Assignment –
Copy every record word for word. The images stay behind.

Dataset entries
|---|

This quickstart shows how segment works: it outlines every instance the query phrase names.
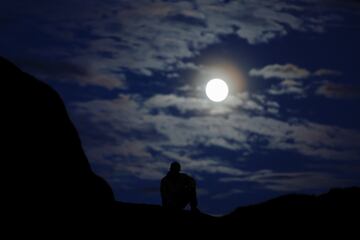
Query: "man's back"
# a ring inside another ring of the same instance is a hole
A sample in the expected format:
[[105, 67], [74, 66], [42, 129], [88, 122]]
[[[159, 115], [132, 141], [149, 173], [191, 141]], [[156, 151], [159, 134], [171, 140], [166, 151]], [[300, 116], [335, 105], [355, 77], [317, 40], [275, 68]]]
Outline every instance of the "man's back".
[[183, 209], [190, 203], [196, 208], [196, 182], [189, 175], [170, 170], [161, 180], [160, 188], [164, 207]]

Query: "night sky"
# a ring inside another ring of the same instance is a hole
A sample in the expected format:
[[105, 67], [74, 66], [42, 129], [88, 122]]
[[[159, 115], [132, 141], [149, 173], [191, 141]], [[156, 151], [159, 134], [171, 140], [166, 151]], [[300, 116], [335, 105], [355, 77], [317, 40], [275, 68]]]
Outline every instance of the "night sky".
[[358, 1], [5, 0], [0, 55], [59, 92], [117, 200], [160, 204], [172, 161], [209, 214], [360, 185]]

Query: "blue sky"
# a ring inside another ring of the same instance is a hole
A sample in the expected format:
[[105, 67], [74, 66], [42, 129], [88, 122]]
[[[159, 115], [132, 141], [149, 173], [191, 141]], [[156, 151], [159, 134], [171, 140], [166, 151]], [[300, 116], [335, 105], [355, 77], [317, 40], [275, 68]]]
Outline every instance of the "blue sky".
[[[178, 161], [200, 209], [359, 185], [356, 1], [10, 1], [0, 54], [59, 91], [118, 200], [160, 203]], [[224, 79], [229, 97], [205, 95]]]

|---|

Answer area –
This quickstart shows how segment works: it outlines every instance the query phrase names.
Query: "man's back"
# a ring inside another ring of the same instance is a hole
A sample in the expected format:
[[105, 67], [74, 66], [42, 129], [88, 122]]
[[[159, 115], [132, 141], [149, 173], [191, 141]], [[156, 151], [159, 134], [171, 140], [166, 151]], [[300, 116], [335, 105], [355, 77], [317, 40], [275, 68]]]
Outline every instance of the "man's back".
[[183, 209], [190, 203], [196, 208], [196, 182], [189, 175], [170, 170], [161, 180], [160, 188], [164, 207]]

Query: "night sky"
# a ring inside another ring of the same instance is a hole
A sample in the expected format:
[[105, 67], [74, 66], [42, 129], [88, 122]]
[[[159, 115], [132, 141], [149, 173], [191, 141]], [[156, 151], [159, 134], [171, 140], [166, 151]], [[300, 116], [335, 105], [355, 77], [317, 40], [275, 68]]]
Outline every instance of the "night sky".
[[358, 1], [5, 0], [0, 55], [59, 92], [117, 200], [160, 204], [172, 161], [209, 214], [360, 185]]

Query: "blue sky"
# a ring inside another ring of the same instance is a hole
A sample in the expected format:
[[105, 67], [74, 66], [42, 129], [88, 122]]
[[[159, 115], [132, 141], [149, 173], [191, 141]], [[156, 151], [159, 134], [171, 140], [166, 151]], [[300, 116], [335, 105], [355, 77], [317, 40], [275, 68]]]
Outline every instance of the "blue sky".
[[[178, 161], [200, 209], [359, 185], [356, 1], [10, 1], [0, 54], [59, 91], [118, 200], [160, 203]], [[224, 79], [229, 97], [205, 95]]]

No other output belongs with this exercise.